> [TASKS FOR THIS EXERCISE]:
- a) Reproduce the passage of the Hoboken Housing Authority article that runs from "To the surprise" through "earlier this month.", putting "Mr. Garcia" in place of "Carmelo Garcia" wherever it occurs.
- b) Answer these questions using the Hoboken Housing Authority article:
(i) How many contracts did HUD Newark review in its report?
(ii) When did Garcia take money from HHA vendors for his political committee?
(iii) What kind of vote on contracts did Garcia's contract permit the HHA board?
-- EXCERPT start --
To the surprise of no Hoboken political observers, the former head of the Hoboken Housing Authority, Carmelo Garcia is pointing fingers at everyone and everything but himself for the mounting problems uncovered in the agency since his contract's termination earlier this month.
The latest scathing assessment came last week when the federal agency, Housing & Urban Development offered its report after a sample review of contracts under the former Executive Director.
On Thursday, the federal office overseeing the HHA, HUD Newark dropped its bomb with a review of eight contracts in a report made public late last week. Coming behind the July audit findings published on MSV, the massive problems of the agency reveal a consistent pattern of mismanagement, incompetence, poorly led, trained and directed staff with the looming possibility of federal laws broken and corresponding criminal liability.
In the weekend paper, Carmelo Garcia facing the potential of exposure on every front sent an email pointing the finger at everyone excluding himself claiming that most of the problems were due to hurricanes and the HHA board's "obstructionism for the last two years" which "created these situations."
Neither the independently assessed audit firm results released in July nor the HUD Newark report absolved Carmelo Garcia or found acceptable his claim using either Hurricane Irene or Hurricane Sandy for their conclusions saying he had clearly acted beyond the scope of procurement rules even taking into account any related emergencies.
Garcia in addition to unilaterally extending and procuring services without following federally mandated procurement law compounded concerns earlier this year when MSV exclusively reported in addition to his unilateral procurement actions, he had taken thousands of dollars for his political committee last March from HHA vendors with no contracts.
Also blaming the disaster of HHA recordkeeping on the HHA board of commissioners, Garcia is silent to his prior insistence of total control of all HHA employees and "sole appointing authority" for contracts. The HHA board had no hand in day to day operations, an aspect Garcia was insistent remain under his sole control. The HHA board's powers under the controversial five year contract Garcia held permitted them only an up or down vote on contracts.
-- EXCERPT end --
-- ENTRIES SUPPLIED start --
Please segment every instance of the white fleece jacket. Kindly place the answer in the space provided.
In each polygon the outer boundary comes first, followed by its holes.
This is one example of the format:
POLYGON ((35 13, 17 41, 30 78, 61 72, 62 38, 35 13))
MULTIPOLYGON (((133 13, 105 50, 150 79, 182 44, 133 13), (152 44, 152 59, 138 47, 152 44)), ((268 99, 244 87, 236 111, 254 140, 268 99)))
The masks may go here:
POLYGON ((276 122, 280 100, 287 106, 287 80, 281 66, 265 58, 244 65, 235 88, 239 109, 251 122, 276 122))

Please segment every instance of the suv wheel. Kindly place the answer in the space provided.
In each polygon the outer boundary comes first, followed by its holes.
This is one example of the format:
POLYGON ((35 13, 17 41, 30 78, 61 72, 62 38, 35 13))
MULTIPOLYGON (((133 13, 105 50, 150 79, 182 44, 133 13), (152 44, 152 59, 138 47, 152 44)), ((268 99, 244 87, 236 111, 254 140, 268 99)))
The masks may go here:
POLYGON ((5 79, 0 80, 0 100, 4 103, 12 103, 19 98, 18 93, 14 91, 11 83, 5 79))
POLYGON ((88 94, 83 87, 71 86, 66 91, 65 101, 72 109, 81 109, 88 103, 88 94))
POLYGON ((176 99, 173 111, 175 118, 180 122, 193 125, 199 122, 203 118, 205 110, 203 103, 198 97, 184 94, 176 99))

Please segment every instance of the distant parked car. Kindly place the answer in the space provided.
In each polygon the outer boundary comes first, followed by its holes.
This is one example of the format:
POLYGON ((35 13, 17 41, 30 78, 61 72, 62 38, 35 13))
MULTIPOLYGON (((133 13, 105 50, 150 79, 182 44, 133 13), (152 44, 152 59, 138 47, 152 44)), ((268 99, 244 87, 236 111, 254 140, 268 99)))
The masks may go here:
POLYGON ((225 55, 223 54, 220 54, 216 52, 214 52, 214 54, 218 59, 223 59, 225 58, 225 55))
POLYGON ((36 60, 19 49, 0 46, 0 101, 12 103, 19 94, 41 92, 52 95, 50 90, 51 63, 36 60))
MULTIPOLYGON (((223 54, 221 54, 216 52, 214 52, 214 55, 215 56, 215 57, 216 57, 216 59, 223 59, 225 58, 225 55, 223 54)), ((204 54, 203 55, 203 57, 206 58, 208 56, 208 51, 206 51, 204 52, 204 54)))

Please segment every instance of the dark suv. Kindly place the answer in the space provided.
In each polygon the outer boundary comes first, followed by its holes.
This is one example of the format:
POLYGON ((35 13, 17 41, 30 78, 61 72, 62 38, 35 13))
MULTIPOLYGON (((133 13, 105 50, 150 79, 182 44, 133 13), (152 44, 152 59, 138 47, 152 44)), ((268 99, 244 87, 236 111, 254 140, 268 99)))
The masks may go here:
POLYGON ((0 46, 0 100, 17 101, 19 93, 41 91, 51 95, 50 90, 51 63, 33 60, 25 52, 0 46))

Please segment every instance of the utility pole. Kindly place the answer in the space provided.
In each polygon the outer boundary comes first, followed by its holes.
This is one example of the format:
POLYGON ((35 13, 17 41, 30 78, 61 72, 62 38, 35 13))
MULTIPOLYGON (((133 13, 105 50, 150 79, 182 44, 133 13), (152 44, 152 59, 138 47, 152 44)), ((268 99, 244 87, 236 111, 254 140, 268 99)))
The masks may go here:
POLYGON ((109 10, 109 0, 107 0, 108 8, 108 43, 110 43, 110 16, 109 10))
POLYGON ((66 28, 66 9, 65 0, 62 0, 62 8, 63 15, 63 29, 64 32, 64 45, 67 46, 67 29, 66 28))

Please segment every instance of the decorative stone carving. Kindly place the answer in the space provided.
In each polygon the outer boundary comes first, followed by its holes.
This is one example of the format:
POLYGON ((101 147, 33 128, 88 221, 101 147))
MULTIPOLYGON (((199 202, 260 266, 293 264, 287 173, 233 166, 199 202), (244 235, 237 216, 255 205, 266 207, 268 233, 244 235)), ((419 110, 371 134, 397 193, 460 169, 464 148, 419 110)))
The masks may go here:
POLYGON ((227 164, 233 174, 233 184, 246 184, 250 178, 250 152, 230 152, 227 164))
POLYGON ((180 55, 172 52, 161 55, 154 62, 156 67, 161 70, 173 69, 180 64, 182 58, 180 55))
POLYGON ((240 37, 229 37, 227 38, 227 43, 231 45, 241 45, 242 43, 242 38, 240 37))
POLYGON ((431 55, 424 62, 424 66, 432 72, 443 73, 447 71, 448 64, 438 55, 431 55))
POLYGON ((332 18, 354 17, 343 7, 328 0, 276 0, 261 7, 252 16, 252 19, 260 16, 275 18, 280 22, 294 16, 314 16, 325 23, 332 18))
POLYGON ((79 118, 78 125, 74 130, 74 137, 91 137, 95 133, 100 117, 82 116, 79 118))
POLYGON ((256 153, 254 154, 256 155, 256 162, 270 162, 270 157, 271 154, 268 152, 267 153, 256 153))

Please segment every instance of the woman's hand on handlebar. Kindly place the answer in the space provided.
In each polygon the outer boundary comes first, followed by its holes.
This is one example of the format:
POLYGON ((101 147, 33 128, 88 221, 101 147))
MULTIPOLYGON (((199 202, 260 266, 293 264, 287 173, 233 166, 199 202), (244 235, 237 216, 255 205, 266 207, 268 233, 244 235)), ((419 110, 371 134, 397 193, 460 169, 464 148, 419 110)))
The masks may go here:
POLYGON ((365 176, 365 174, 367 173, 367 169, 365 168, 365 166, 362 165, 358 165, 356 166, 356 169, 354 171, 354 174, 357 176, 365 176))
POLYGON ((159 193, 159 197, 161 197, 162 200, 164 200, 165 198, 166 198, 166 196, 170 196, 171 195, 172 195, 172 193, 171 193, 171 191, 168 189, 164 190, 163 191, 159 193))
-- ENTRIES SUPPLIED end --
> [WORKED ANSWERS]:
- a)
To the surprise of no Hoboken political observers, the former head of the Hoboken Housing Authority, Mr. Garcia is pointing fingers at everyone and everything but himself for the mounting problems uncovered in the agency since his contract's termination earlier this month.

- b)
(i) Eight.
(ii) Last March.
(iii) Only an up or down vote.